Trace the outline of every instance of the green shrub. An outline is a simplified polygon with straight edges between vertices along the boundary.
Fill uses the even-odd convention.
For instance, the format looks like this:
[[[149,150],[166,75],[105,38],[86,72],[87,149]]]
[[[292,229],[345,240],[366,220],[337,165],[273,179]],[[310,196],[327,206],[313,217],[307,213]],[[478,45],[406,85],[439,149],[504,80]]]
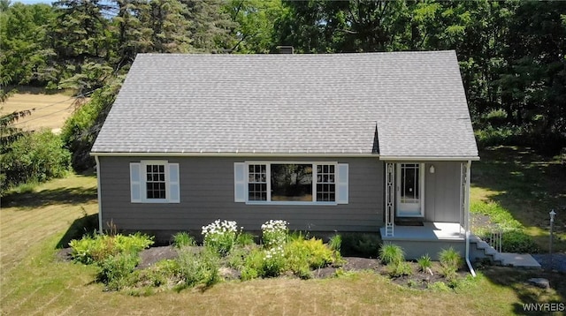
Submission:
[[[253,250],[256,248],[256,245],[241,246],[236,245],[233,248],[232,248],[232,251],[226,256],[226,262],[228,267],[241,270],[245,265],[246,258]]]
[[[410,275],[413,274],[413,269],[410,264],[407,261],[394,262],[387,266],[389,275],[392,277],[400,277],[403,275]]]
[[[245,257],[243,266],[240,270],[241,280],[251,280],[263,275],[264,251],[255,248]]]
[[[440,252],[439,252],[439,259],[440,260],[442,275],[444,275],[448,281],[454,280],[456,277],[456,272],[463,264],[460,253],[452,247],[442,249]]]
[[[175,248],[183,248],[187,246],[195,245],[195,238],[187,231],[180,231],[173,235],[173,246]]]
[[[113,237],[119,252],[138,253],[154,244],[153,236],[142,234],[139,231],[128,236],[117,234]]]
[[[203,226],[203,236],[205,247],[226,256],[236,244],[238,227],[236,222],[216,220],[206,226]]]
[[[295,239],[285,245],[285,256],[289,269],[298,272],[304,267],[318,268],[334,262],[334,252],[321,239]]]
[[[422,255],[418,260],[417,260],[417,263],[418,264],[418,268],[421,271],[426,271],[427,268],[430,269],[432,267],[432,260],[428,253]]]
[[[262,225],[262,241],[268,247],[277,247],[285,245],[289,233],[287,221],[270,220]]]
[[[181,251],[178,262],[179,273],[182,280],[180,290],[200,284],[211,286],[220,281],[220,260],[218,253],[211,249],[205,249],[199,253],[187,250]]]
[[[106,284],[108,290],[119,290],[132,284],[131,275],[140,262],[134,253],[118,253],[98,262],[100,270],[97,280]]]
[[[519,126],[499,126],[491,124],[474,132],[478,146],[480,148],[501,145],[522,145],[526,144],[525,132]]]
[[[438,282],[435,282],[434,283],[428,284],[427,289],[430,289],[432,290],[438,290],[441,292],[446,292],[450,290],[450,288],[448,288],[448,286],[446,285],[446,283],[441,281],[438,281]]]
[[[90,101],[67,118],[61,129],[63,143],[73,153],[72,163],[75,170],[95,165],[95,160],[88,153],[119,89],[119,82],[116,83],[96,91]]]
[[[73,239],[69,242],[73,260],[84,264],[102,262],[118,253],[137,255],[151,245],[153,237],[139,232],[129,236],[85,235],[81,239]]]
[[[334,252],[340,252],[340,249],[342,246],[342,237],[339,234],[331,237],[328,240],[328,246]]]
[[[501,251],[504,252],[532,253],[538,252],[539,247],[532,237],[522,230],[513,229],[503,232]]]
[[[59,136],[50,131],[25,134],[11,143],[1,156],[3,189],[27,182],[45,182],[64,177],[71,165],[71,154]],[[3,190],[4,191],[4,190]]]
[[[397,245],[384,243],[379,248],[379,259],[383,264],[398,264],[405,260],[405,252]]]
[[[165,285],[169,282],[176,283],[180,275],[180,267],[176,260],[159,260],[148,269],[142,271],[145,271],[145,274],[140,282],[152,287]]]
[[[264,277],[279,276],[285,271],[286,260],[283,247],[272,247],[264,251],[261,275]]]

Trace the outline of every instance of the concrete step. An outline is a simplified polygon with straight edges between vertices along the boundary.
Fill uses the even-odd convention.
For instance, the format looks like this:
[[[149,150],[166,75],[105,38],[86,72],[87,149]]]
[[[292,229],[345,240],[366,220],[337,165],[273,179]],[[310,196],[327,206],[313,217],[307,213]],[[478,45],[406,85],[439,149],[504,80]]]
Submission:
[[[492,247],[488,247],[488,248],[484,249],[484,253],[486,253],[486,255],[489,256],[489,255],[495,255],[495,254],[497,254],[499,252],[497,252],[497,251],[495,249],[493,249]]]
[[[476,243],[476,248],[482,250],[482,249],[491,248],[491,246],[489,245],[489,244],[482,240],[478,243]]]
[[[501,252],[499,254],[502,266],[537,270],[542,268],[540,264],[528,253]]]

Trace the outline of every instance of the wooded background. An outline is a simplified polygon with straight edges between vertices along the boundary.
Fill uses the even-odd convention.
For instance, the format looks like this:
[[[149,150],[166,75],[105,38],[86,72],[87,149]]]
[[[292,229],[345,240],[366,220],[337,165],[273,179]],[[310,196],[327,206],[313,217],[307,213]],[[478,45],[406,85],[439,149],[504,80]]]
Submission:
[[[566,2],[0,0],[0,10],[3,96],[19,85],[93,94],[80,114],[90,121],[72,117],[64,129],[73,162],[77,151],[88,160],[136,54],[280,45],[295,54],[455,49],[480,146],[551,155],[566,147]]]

+ + +

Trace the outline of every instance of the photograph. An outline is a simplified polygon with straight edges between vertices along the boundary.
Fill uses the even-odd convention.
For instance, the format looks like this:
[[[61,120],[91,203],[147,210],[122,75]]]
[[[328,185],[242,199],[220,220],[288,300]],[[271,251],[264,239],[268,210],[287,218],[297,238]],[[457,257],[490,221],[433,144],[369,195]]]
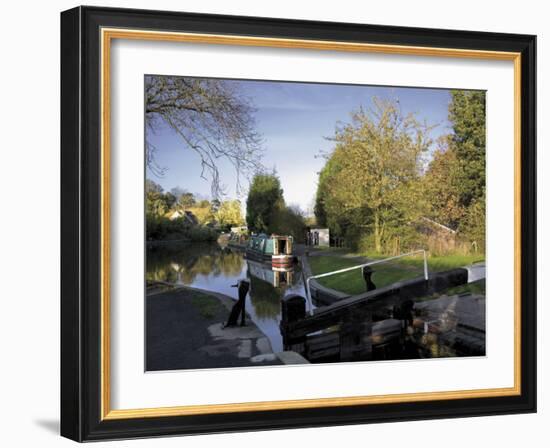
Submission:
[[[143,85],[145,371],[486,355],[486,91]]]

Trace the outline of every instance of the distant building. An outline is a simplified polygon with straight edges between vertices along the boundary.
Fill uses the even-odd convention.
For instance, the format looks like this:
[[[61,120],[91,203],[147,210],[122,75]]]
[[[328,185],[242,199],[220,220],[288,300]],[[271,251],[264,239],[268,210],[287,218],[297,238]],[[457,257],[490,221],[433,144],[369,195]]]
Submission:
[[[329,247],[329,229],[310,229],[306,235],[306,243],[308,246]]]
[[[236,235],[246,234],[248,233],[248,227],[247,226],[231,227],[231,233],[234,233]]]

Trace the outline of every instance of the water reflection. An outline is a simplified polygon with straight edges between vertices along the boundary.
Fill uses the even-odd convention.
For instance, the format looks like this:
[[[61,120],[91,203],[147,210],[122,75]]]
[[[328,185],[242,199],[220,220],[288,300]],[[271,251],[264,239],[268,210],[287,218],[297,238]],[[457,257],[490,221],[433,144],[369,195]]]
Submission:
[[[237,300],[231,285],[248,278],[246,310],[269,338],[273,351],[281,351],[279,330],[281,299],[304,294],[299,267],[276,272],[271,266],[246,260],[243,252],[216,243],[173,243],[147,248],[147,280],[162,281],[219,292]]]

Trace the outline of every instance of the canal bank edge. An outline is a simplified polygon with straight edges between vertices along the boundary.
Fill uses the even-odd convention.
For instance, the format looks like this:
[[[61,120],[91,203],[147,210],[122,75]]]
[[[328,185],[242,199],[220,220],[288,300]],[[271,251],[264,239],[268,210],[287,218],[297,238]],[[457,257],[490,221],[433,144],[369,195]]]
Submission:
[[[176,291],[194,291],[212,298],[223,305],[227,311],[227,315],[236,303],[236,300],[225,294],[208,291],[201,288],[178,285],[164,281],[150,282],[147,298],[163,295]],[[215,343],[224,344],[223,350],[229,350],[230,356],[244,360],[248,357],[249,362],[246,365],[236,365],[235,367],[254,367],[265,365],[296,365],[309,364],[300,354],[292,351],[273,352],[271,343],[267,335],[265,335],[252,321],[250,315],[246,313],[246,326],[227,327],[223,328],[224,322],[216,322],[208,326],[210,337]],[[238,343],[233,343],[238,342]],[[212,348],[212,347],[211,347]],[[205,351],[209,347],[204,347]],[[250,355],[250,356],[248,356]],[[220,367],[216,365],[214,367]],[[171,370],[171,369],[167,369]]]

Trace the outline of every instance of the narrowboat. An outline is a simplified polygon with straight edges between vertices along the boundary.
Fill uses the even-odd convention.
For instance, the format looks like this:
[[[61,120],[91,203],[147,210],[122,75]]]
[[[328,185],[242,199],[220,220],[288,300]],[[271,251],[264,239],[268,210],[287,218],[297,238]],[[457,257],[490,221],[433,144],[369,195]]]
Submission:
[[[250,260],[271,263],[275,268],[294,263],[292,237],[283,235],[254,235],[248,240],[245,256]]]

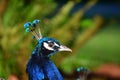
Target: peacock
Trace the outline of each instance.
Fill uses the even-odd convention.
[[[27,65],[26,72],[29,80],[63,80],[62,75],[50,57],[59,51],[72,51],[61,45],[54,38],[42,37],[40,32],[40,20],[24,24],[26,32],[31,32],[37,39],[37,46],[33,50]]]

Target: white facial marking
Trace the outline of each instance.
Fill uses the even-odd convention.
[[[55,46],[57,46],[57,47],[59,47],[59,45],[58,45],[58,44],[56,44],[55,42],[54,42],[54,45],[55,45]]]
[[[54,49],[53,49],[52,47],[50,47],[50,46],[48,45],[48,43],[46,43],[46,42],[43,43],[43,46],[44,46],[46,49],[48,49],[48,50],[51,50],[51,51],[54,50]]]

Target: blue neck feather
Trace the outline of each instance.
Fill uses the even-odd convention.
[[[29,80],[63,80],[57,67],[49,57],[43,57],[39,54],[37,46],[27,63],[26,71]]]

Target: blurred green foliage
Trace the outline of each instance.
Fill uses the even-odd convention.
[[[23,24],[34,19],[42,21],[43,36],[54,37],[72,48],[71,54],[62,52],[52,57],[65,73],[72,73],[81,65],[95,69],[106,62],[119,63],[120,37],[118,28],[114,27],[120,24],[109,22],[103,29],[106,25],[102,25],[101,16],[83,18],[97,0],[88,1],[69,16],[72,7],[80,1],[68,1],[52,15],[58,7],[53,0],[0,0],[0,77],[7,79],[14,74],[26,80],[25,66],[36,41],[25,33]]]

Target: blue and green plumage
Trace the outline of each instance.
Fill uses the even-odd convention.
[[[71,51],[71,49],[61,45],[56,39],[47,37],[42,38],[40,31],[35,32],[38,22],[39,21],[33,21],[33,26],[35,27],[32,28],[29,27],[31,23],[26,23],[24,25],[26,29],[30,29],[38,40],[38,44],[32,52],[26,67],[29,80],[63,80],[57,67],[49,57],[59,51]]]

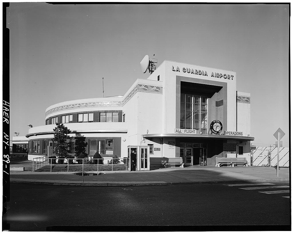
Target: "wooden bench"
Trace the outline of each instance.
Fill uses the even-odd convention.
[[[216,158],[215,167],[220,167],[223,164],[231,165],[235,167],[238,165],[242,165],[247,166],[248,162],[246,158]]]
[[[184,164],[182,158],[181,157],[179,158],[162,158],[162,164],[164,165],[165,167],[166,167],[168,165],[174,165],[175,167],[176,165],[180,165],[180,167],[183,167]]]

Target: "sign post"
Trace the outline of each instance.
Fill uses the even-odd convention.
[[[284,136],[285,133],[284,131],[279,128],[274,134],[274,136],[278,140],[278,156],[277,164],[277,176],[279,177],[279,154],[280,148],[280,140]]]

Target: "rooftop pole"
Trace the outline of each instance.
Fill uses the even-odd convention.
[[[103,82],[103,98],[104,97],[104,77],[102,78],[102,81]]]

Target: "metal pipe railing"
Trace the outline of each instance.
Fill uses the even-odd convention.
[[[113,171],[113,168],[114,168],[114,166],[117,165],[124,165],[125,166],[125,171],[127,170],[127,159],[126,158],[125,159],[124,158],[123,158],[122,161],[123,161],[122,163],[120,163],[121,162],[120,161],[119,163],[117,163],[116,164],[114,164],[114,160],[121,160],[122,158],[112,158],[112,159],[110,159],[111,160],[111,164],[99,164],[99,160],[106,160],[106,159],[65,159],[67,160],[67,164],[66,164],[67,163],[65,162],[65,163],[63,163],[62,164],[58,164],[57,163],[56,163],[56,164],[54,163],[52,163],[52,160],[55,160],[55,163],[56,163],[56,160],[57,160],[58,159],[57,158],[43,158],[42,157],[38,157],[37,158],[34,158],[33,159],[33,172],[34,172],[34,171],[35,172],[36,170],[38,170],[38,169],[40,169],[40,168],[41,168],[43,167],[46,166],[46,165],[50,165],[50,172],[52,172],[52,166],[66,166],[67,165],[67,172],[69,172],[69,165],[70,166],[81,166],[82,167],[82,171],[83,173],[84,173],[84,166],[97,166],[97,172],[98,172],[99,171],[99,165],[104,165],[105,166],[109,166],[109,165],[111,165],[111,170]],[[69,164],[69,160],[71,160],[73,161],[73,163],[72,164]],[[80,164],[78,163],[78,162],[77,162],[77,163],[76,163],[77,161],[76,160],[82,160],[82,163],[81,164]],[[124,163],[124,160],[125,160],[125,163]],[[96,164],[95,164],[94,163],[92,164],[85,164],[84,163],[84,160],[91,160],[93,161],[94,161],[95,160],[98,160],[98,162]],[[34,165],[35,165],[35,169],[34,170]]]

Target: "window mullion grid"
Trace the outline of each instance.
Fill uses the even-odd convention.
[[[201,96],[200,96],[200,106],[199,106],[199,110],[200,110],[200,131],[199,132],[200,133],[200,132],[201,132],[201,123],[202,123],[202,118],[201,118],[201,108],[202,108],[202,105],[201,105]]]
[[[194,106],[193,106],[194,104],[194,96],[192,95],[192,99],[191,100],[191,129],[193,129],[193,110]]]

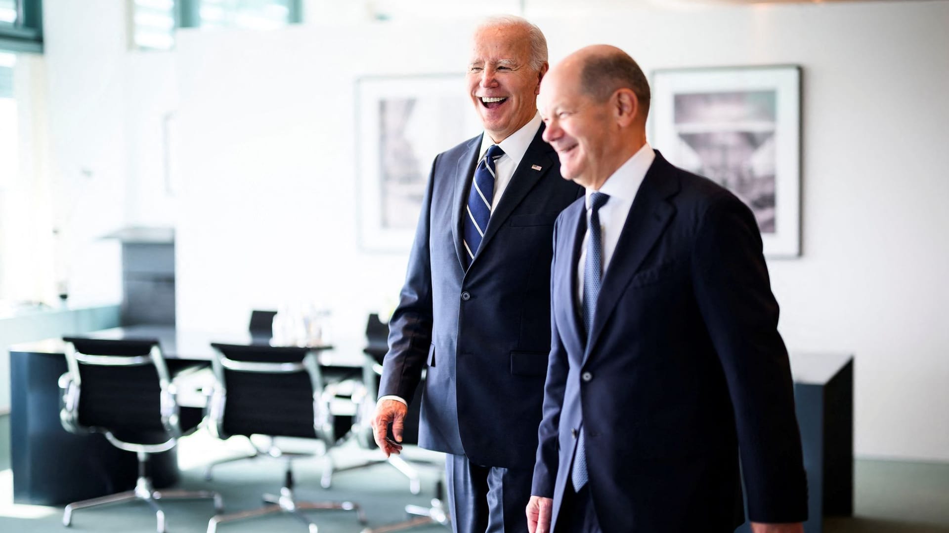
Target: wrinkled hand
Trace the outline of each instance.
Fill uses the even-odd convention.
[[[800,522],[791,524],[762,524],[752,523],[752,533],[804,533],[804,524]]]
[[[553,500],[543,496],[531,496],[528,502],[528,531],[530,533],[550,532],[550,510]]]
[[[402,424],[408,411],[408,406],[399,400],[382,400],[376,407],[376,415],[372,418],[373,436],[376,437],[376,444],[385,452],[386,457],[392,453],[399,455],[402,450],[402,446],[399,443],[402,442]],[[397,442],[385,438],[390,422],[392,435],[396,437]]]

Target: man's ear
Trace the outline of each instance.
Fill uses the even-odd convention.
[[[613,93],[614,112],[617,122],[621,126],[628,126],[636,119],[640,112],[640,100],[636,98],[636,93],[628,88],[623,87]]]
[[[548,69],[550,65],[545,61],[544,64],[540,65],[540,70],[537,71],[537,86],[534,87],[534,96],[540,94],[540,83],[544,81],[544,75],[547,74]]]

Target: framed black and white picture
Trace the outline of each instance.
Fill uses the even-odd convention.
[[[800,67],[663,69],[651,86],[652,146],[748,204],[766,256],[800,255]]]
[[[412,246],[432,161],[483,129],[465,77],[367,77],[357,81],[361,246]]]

+ + +

## The task
Please find every line in the entries above that contains the word "white" and copy each one out, treating uppercase and lowercase as different.

## Answer below
Target: white facial marking
Target: framed black and white picture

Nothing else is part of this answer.